** MATERIAL FOR THIS EXERCISE follows **
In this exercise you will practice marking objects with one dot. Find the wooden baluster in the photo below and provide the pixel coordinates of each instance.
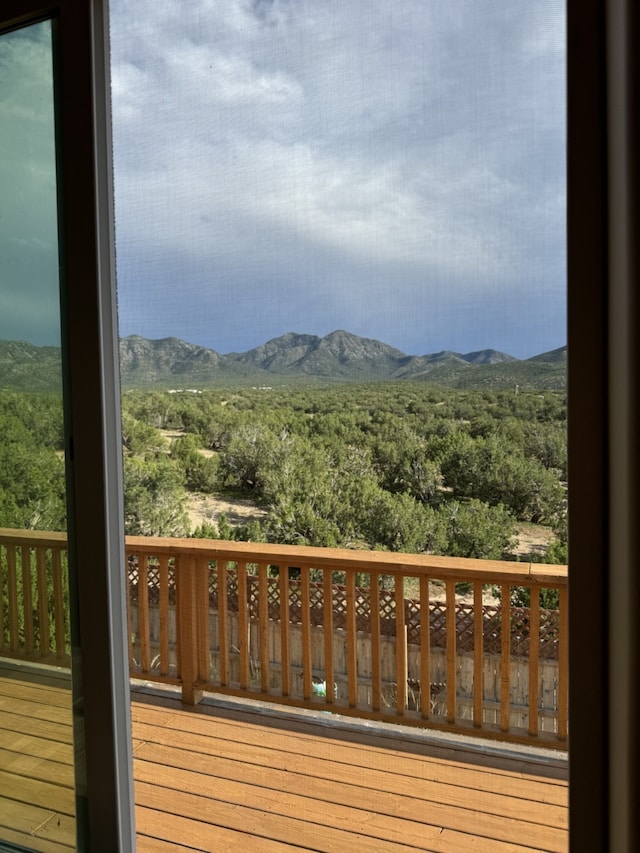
(58, 604)
(452, 629)
(243, 626)
(128, 601)
(505, 658)
(163, 576)
(425, 649)
(186, 585)
(43, 601)
(374, 629)
(263, 619)
(285, 656)
(27, 599)
(305, 592)
(143, 613)
(352, 652)
(2, 586)
(12, 583)
(327, 627)
(478, 654)
(223, 622)
(563, 665)
(201, 567)
(401, 647)
(534, 658)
** End of MATERIAL FOR THIS EXERCISE **
◆ **YOUR ASSIGNMENT**
Copy all the entries above exactly as they stand, except for the pictures.

◆ **RESULT BELOW**
In this exercise you will practice marking objects with one dot. Find the wooden baluster in the photo below and provide the pixel coordinates of each instance.
(58, 604)
(452, 629)
(243, 626)
(128, 601)
(505, 658)
(163, 576)
(425, 649)
(186, 585)
(43, 601)
(374, 629)
(263, 619)
(285, 656)
(27, 599)
(305, 592)
(143, 613)
(352, 652)
(2, 586)
(12, 583)
(327, 627)
(478, 654)
(223, 622)
(563, 665)
(201, 567)
(401, 647)
(534, 658)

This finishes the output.